Reproduce exactly the entries from the "Note: one point per instance of the mercedes-benz" line to the end. Skip all pictures.
........
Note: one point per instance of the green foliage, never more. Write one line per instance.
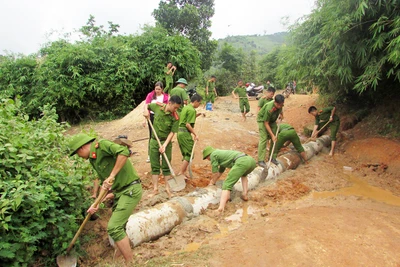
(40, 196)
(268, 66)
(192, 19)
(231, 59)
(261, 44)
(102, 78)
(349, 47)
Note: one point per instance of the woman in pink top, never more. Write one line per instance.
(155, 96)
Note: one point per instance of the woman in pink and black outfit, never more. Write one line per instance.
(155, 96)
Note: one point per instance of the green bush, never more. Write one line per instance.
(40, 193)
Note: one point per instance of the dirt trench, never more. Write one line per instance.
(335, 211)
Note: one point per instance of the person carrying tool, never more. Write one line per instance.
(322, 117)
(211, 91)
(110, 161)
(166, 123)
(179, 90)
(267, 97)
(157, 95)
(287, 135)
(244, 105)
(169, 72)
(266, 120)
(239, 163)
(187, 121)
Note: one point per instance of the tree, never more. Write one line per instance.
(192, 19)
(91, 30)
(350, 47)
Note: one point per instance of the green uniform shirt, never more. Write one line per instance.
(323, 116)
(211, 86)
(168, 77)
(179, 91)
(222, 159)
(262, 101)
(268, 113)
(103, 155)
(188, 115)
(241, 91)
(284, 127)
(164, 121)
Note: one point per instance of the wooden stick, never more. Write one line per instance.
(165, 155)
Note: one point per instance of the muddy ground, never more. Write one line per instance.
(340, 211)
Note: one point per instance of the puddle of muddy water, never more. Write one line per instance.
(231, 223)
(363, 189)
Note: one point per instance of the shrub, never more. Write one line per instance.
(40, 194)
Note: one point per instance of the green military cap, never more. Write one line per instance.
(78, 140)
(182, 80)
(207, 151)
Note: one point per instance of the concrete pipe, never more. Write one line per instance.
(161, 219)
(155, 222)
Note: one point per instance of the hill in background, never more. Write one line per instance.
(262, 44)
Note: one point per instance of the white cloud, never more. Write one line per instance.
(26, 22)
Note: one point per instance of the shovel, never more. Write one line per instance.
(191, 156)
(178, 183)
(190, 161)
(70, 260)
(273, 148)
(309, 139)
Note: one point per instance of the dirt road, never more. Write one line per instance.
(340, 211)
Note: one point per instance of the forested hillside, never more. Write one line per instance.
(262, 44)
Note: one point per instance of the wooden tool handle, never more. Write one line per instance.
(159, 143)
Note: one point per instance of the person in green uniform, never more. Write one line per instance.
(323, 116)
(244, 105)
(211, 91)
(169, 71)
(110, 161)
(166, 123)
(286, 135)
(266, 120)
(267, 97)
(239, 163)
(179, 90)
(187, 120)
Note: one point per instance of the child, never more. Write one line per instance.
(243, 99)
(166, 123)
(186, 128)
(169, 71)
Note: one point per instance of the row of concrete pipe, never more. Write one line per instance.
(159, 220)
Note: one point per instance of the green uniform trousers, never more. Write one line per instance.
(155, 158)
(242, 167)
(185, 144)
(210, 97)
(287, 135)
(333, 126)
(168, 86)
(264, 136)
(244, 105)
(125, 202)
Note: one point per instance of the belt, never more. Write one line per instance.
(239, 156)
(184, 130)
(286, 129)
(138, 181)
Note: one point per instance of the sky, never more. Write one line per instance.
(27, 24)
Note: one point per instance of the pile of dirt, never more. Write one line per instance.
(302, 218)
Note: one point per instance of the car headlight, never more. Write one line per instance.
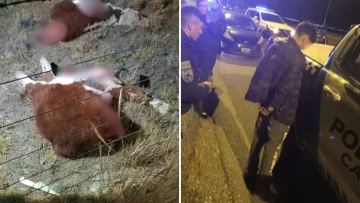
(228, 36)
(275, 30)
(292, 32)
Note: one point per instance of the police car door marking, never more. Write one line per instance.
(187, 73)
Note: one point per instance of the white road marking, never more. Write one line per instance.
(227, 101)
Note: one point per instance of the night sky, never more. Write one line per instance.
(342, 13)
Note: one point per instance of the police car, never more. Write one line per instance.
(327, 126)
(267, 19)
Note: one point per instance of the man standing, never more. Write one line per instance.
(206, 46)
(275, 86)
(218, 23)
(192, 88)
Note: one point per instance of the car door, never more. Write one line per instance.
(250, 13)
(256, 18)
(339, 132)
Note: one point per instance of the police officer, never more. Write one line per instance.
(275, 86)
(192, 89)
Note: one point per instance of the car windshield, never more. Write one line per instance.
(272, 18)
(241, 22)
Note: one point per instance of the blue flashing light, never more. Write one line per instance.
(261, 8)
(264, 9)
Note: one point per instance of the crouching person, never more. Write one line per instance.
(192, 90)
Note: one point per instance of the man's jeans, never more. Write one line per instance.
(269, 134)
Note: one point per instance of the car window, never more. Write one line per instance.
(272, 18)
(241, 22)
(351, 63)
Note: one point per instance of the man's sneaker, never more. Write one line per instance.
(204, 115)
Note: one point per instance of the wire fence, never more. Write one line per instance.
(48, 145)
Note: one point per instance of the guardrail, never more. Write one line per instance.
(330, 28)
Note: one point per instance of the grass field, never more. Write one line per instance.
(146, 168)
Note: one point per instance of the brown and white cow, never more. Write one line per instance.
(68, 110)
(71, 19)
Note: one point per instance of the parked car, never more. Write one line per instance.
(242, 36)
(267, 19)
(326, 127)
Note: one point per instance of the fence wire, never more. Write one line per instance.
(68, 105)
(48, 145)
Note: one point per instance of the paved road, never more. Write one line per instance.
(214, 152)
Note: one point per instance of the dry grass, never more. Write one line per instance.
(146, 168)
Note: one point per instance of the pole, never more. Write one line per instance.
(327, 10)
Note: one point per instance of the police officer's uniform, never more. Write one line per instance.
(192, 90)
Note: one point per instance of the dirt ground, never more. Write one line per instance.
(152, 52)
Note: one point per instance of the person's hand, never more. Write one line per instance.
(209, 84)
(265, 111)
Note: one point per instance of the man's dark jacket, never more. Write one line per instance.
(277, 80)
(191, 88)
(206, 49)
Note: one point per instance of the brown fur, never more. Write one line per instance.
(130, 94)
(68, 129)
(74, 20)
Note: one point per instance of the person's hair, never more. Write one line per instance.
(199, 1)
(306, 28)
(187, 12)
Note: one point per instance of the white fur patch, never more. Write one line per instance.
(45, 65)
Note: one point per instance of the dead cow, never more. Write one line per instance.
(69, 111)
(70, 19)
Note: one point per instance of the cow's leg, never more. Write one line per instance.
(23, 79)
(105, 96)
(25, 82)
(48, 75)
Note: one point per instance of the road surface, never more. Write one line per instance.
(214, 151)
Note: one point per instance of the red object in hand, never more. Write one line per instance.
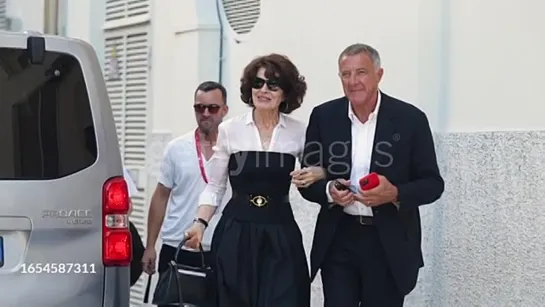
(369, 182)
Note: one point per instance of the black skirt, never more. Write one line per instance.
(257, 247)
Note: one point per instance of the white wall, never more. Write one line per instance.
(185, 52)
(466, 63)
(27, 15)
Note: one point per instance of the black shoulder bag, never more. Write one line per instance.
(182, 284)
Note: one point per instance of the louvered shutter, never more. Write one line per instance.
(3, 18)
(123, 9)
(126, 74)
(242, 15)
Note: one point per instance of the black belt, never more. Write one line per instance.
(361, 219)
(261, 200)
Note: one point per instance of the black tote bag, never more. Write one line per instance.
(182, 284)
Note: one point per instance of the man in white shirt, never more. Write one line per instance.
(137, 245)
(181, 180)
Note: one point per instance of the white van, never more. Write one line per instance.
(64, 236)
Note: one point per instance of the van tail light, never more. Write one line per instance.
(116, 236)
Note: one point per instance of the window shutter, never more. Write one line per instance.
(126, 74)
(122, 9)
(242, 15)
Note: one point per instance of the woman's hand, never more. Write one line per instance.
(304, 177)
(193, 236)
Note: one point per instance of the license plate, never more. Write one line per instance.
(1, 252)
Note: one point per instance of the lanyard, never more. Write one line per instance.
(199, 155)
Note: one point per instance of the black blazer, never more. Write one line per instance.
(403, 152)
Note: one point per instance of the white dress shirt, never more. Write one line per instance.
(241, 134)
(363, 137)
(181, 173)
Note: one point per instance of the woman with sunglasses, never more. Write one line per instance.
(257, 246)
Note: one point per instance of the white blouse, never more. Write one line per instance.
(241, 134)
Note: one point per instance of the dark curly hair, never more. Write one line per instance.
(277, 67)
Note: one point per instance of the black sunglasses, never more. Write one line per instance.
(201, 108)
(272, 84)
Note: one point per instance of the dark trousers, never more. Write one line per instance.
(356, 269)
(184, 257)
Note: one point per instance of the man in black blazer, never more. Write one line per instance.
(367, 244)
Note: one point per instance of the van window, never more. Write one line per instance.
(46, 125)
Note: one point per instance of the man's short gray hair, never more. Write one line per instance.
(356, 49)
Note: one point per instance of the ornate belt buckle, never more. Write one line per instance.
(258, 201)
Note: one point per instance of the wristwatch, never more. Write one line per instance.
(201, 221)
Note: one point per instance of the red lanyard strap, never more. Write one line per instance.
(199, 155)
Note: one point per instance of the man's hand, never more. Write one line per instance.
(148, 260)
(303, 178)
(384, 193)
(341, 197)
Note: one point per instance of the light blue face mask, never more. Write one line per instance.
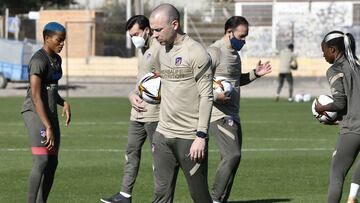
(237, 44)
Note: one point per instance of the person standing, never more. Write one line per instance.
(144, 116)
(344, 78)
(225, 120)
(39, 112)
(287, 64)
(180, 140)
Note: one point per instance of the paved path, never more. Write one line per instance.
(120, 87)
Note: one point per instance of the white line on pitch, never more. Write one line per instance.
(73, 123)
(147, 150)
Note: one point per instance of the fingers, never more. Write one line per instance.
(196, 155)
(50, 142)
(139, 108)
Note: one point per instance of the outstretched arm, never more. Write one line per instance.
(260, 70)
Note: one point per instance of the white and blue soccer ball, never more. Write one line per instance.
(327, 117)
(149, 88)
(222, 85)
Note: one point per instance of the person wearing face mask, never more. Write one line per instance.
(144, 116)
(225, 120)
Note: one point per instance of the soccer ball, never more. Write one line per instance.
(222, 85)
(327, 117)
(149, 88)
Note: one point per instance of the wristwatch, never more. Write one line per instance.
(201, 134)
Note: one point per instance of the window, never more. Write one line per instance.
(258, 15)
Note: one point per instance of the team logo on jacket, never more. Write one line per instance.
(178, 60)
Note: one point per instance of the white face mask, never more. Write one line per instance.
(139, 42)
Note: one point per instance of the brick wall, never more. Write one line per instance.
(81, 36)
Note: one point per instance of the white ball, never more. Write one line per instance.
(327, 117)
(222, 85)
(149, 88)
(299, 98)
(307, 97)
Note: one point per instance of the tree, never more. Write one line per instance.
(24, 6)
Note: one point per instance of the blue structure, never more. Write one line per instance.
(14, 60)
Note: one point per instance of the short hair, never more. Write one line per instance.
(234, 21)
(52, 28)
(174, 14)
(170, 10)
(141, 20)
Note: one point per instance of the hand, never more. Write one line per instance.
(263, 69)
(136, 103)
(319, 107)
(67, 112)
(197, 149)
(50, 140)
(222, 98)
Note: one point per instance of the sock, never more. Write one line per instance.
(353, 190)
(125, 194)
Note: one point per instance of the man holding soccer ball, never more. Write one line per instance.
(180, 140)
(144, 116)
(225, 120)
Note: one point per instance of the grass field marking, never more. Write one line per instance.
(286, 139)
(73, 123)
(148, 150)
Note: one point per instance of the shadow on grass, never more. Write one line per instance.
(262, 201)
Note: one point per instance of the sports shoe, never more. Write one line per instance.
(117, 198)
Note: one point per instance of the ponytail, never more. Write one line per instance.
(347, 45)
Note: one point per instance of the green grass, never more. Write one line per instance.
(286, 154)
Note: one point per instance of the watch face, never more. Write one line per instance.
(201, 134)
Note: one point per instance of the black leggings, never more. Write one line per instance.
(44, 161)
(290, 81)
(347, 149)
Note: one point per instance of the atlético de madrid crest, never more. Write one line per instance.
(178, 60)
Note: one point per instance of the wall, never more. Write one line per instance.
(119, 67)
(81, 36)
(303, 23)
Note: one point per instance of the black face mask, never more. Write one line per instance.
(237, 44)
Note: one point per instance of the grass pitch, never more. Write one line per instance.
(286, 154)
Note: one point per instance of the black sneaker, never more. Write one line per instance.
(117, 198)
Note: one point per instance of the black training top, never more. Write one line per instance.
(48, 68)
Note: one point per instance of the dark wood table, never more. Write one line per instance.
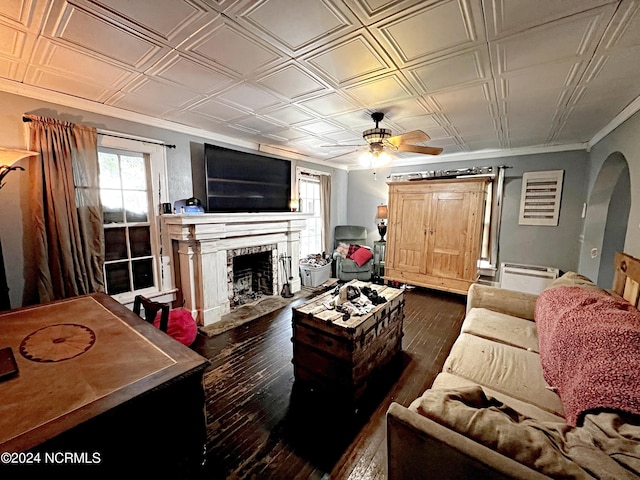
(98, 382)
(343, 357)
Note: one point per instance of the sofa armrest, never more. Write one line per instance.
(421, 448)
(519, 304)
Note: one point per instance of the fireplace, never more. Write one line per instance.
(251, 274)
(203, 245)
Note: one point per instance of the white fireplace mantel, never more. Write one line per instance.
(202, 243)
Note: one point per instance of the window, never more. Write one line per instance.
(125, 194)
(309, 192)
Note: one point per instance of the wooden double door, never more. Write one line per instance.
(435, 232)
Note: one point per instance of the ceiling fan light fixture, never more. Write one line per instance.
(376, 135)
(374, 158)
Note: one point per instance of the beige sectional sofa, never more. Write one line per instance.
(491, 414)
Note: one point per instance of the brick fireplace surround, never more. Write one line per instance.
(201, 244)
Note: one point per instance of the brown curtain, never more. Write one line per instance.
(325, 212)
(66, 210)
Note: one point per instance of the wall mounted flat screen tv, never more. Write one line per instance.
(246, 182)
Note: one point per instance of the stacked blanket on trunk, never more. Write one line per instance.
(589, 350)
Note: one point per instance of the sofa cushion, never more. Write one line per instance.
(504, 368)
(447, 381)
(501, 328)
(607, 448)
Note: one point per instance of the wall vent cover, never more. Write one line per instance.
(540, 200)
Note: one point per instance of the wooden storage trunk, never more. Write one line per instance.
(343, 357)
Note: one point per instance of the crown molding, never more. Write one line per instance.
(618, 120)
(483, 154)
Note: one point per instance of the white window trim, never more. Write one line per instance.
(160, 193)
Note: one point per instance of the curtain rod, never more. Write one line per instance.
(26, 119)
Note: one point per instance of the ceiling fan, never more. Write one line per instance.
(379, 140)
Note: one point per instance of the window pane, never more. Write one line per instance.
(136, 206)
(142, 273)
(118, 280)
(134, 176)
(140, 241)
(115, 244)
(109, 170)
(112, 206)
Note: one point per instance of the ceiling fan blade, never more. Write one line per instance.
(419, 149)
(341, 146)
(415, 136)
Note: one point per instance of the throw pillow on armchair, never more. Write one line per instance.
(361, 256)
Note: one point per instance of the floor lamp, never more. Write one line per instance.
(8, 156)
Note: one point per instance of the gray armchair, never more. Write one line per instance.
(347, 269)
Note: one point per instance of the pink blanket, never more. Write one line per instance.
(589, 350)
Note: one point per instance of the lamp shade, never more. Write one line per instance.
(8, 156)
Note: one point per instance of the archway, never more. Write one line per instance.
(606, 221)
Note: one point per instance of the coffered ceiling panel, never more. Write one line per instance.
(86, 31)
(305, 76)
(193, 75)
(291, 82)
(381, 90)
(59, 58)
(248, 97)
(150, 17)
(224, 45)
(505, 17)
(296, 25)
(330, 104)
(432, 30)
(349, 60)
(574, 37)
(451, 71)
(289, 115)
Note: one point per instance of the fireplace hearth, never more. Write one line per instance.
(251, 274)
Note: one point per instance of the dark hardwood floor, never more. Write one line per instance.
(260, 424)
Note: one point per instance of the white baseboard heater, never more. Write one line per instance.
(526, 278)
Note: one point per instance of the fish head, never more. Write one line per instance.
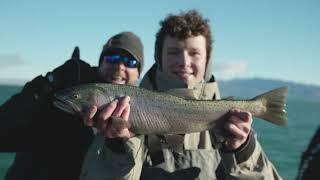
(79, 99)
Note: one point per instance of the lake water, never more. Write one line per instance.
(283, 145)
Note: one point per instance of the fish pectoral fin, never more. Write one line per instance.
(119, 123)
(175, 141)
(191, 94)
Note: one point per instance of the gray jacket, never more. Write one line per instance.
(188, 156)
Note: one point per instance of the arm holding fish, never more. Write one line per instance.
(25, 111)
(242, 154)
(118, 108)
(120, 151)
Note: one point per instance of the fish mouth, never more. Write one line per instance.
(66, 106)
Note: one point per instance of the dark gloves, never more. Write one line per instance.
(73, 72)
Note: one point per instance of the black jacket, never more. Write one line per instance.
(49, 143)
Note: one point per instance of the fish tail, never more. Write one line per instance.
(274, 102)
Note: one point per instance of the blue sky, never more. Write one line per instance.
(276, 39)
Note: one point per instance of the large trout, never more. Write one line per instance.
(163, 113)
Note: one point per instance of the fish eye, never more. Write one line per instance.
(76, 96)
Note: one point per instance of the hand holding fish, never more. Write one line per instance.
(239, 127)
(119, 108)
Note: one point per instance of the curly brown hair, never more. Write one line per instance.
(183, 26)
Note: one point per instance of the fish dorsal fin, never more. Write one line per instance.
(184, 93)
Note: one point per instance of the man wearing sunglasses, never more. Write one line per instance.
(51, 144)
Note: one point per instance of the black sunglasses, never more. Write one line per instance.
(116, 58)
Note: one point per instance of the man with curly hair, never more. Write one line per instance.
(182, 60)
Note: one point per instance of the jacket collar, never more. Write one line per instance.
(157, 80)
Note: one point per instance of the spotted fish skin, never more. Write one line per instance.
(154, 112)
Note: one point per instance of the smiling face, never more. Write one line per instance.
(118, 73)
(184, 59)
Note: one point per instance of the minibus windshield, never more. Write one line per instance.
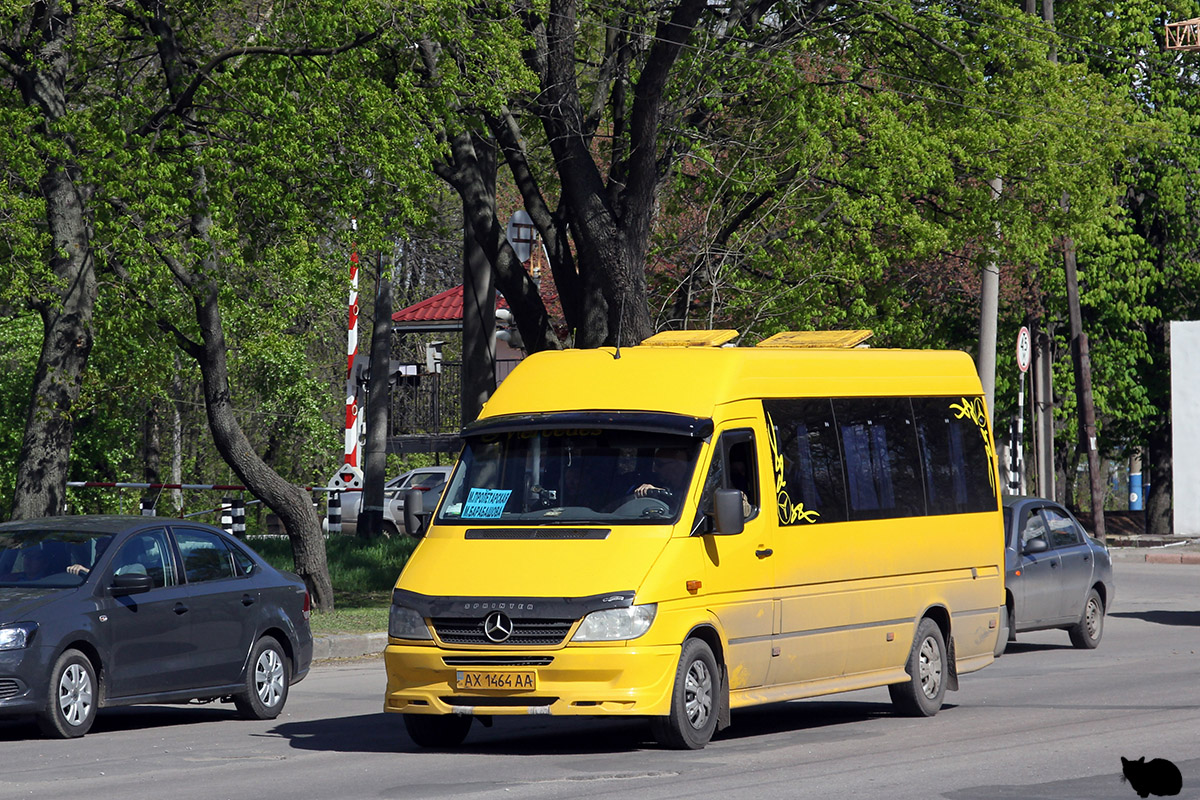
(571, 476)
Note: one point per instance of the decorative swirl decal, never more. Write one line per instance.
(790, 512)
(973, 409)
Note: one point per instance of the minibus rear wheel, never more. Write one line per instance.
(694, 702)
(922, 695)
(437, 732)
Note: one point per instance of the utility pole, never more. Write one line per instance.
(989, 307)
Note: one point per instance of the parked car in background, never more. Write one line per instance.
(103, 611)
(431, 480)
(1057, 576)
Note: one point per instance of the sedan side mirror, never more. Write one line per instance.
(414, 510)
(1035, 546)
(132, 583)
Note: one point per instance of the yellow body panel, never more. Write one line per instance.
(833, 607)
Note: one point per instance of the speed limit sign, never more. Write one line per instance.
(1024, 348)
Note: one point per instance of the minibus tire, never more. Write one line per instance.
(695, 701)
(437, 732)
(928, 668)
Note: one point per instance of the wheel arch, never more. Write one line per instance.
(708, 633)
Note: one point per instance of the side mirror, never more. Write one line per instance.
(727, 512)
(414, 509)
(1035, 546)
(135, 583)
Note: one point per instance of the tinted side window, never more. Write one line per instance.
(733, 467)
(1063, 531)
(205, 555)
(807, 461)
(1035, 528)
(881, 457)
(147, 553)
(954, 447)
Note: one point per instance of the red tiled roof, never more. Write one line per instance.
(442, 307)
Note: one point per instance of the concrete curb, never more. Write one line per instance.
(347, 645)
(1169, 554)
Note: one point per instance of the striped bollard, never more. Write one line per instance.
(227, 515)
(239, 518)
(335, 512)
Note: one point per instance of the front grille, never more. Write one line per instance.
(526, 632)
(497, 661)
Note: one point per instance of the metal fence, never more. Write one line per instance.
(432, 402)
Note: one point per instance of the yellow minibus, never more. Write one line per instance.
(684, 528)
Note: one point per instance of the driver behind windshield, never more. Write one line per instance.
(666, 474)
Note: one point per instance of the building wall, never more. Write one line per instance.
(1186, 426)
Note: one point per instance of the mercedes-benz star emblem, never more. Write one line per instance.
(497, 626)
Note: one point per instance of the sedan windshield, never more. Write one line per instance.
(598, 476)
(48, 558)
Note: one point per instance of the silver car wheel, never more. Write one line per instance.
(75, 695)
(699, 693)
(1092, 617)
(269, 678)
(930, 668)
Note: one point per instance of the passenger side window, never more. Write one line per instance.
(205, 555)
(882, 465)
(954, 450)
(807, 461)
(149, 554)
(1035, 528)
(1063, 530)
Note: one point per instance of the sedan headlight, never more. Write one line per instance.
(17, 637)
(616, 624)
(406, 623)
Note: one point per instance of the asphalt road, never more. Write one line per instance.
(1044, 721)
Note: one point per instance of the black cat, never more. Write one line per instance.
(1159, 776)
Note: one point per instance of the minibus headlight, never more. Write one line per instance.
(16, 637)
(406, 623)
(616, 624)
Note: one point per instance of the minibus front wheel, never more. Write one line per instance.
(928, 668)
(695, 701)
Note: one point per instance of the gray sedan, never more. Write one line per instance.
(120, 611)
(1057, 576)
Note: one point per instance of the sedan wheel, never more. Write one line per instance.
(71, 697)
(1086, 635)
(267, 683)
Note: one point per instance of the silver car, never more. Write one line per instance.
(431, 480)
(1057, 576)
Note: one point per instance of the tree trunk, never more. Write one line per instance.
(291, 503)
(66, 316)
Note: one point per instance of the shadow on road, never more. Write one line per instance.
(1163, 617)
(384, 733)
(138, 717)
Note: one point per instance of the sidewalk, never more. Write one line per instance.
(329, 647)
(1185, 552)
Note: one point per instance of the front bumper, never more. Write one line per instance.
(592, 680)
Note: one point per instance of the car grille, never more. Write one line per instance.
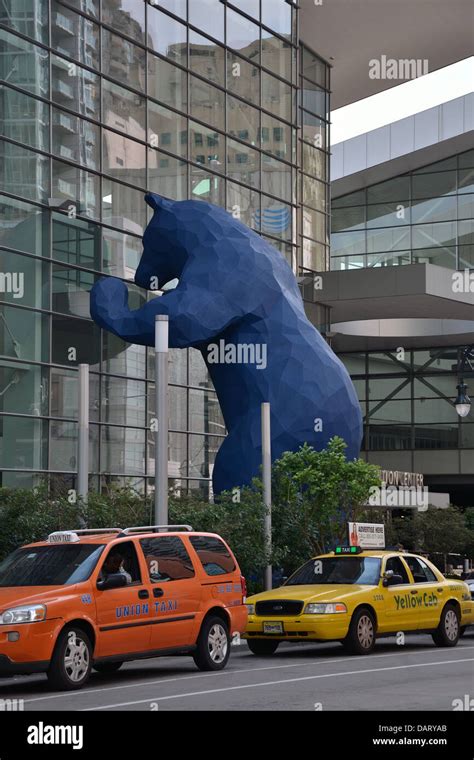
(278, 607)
........
OUTPUT
Note: one point per instance of the mercedes-benz star emblem, never more. Write one line per instance.
(497, 626)
Note: one point per instance of the sedan windshield, never more. Write one line per instance.
(598, 476)
(48, 558)
Note: one point per instance of the silver car wheel, never more. Write one line per instance.
(75, 695)
(699, 693)
(1092, 617)
(269, 678)
(930, 668)
Note: one point per instance of the passenger side window, never more. Write one line per instance.
(205, 555)
(882, 465)
(954, 450)
(807, 461)
(149, 554)
(1035, 528)
(1063, 530)
Note: one point per instance of the sedan headlight, never more. Write one line per instance.
(17, 637)
(616, 624)
(406, 623)
Note: one point per instance of the asphalt road, never more. Write one line per instance.
(1044, 721)
Note: one point per instance of the black cat, never more. Write one line per instance.
(1159, 776)
Note: one point per instance of the minibus headlight, never more. Write one line per instance.
(16, 637)
(406, 623)
(616, 624)
Note: one point per instance of the minibus front wheel, never more. Write one line per instance.
(928, 668)
(695, 701)
Note: one point per instance of the gray sedan, never more. Write one line per instance.
(120, 611)
(1057, 576)
Note: one point per instance of the sedan wheel, never more. Write one line per instance.
(71, 697)
(1086, 635)
(267, 683)
Note: one point per instance of the silver car, never more. Write one line per instance.
(431, 480)
(1057, 576)
Note: one point per instance of the tree trunk, never more. Write one line per instance.
(291, 503)
(66, 316)
Note: one point per instance of the shadow on road, never more. Write one line per instance.
(1163, 617)
(384, 733)
(138, 717)
Note: one point per instance of the sidewalk, never more. Write one line per instance.
(329, 647)
(1185, 552)
Note: one point per instance of the front bumper, never more. Write one line per instance.
(592, 680)
Note: one point per instance of the car grille, never more. Write one line per instance.
(278, 607)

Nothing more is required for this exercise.